== Текст ==
──────────────────────────────
Дух Христа витает втуне. Мы не желаем сделать его частью своей повседневной жизни. Невольно стараемся избегать разговоров о нем. Имя его раздражает тех, кто занят куда более “злободневными” проблемами. Если в наше время в собрании интеллектуалов кто-то произносит его с душевной искренностью, присутствующие морщатся, словно от боли, ощущают неприятное покалывание в затылке, повисает неловкая пауза, а потом светское сообщество старается как можно скорее перевести разговор на другую тему.
Традиции вырождаются. Неужели христианство ждет та же участь? Щиты с надписью “Здесь не говорят о Христе”, правда, еще не стоят, но повсюду заметны признаки его отвержения. Есть люди, для которых очевидным объяснением тому служит такое: современный мир сыт им по горло после двух тысячелетий войн, столкновений групповых интересов и гнусных несправедливостей, творившихся его именем.
Как бы горестно ни было мне видеть, сколь принижен Христос на пороге 2000-летия, вынужден с душевной мукой признать, что большинство из нас охотно применяется к новым традициям. Хоть никто не говорит этого вслух, большинство окружающих меня людей — друзей и коллег — находятся в духовном оцепенении. Любовь к Христу угасла. Прошел экстаз. Наше представление об истинном Христе размыто, поскольку мы видим его сквозь дымовую завесу массовой культуры и общепринятого жизненного уклада.
Пытаясь неумело защитить себя, надеюсь, что крупица Христовой доброты теплится внутри меня. Однако не апокалиптические тексты, а, скорее, мои собственные душевные борения тому причина, это они позволили мне чуть-чуть приблизиться к христианской отзывчивости. Искренне сомневаюсь, что достаточно готов к встрече с Создателем. Сейчас, когда век и тысячелетие одновременно приближаются к концу, вспоминаю пассаж из “Второго пришествия” Уильяма Батлера Йитса, в котором описан Страшный Суд. Моему разуму и моему сердцу он говорит больше, чем все устрашающие предупреждения Апокалипсиса, хоть речь и там и там — об одном.
──────────────────────────────
== Собранные материалы ==
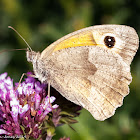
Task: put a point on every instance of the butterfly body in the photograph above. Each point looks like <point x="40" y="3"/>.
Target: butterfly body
<point x="90" y="67"/>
──────────────────────────────
== Условие задания ==
Выпишите из текста о Христе всё, что, по объяснению некоторых людей, творилось его именем на протяжении двух тысячелетий.

== Решение задания ==
Войны, столкновения групповых интересов и гнусные несправедливости.